>> start

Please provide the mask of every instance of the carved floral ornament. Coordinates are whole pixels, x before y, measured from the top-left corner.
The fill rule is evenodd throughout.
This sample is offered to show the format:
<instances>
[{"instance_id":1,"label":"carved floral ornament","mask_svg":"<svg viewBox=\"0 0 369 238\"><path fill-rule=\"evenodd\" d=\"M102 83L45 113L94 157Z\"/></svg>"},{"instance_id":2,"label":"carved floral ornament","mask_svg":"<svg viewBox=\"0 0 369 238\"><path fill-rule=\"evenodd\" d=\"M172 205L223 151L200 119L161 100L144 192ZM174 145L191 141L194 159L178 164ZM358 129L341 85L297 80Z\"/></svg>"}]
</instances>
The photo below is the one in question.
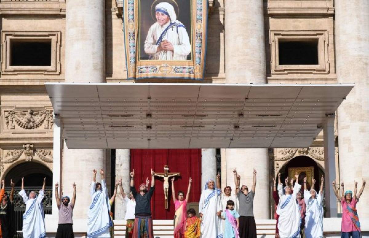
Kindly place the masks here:
<instances>
[{"instance_id":1,"label":"carved floral ornament","mask_svg":"<svg viewBox=\"0 0 369 238\"><path fill-rule=\"evenodd\" d=\"M5 113L5 125L7 129L14 129L15 124L26 129L35 129L44 125L44 128L52 128L54 123L52 111L43 110L34 111L30 109L27 111L11 110Z\"/></svg>"},{"instance_id":2,"label":"carved floral ornament","mask_svg":"<svg viewBox=\"0 0 369 238\"><path fill-rule=\"evenodd\" d=\"M32 161L35 154L42 161L48 163L52 163L52 152L51 150L34 149L33 145L25 144L23 149L9 150L4 155L1 163L4 164L12 163L20 158L23 154L25 156L26 161Z\"/></svg>"},{"instance_id":3,"label":"carved floral ornament","mask_svg":"<svg viewBox=\"0 0 369 238\"><path fill-rule=\"evenodd\" d=\"M276 149L274 150L273 153L273 157L276 161L286 161L301 155L308 156L317 160L324 161L324 148L321 147Z\"/></svg>"}]
</instances>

>> end

## GOAL
Extract every line of the records above that contains the string "ornament".

## TASK SOLUTION
Please provide the mask of every instance of the carved floral ornament. Coordinates are whole pixels, x before y, measured from the top-left corner.
[{"instance_id":1,"label":"carved floral ornament","mask_svg":"<svg viewBox=\"0 0 369 238\"><path fill-rule=\"evenodd\" d=\"M102 83L45 113L94 157Z\"/></svg>"},{"instance_id":2,"label":"carved floral ornament","mask_svg":"<svg viewBox=\"0 0 369 238\"><path fill-rule=\"evenodd\" d=\"M172 205L223 151L200 119L161 100L144 192ZM174 145L191 141L194 159L178 164ZM358 129L341 85L297 80Z\"/></svg>"}]
[{"instance_id":1,"label":"carved floral ornament","mask_svg":"<svg viewBox=\"0 0 369 238\"><path fill-rule=\"evenodd\" d=\"M5 113L5 125L7 129L14 129L15 124L26 129L35 129L44 125L44 128L52 128L54 123L52 111L43 110L34 111L30 109L27 111L11 110Z\"/></svg>"},{"instance_id":2,"label":"carved floral ornament","mask_svg":"<svg viewBox=\"0 0 369 238\"><path fill-rule=\"evenodd\" d=\"M32 161L35 154L42 161L48 163L52 163L52 152L51 150L34 149L33 145L25 144L23 149L9 150L4 155L1 163L4 164L12 163L20 158L23 154L25 156L26 161Z\"/></svg>"},{"instance_id":3,"label":"carved floral ornament","mask_svg":"<svg viewBox=\"0 0 369 238\"><path fill-rule=\"evenodd\" d=\"M276 149L274 150L273 153L273 157L276 161L286 161L301 155L308 156L317 160L324 161L324 148L321 147Z\"/></svg>"}]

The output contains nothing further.